◆ EXERCISE REQUIREMENTS
Only one stretch of the data below is wanted: the lines starting at the one with "Where can you see the beige" and ending at the one with "Where can you see the man with", both included, given again exactly.

SUPPLIED DATA below:

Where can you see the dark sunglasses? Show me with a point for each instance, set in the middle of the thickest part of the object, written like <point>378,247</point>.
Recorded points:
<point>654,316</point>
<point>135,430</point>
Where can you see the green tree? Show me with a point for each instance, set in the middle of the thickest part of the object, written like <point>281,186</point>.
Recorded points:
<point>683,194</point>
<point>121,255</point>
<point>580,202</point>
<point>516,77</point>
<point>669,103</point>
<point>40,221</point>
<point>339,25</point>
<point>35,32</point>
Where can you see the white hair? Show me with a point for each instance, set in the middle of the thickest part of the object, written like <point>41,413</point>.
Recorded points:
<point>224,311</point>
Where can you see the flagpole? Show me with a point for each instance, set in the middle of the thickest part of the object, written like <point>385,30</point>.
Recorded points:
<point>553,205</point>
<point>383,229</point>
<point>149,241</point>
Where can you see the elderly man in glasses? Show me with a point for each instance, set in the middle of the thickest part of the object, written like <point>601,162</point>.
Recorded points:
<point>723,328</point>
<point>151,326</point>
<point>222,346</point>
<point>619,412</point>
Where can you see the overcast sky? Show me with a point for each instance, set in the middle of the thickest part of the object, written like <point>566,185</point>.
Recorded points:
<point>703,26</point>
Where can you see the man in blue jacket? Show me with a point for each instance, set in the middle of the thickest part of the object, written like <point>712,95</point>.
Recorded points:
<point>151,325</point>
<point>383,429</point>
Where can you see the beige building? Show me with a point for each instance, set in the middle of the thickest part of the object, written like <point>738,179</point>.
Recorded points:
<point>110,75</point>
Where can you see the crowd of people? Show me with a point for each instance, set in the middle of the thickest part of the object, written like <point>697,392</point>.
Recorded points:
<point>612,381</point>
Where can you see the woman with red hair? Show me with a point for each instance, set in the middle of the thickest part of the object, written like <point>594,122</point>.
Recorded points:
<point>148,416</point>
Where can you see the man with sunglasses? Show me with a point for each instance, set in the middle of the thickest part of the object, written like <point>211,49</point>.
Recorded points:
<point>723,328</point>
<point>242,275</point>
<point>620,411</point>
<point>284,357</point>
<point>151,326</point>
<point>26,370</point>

End of SUPPLIED DATA.

◆ ANSWER
Where can you see the beige building? Show me with a point for each instance, set in the middle of the thickest part of the object, written like <point>738,179</point>.
Recorded points:
<point>110,75</point>
Where can you see the crowd of people? Show me with a point for each instance, set in the middle of the thickest part of the object, written like <point>697,392</point>.
Recorded points:
<point>612,381</point>
Where can you see the woman with red hair? Show me with a point for each instance, set in the middle of the thickest part of the object, written like <point>594,122</point>.
Recorded points:
<point>148,416</point>
Where can you see the man with sunglasses? Show me with a point for each instance, set in the middle of the thickest part of the object, written like <point>211,49</point>.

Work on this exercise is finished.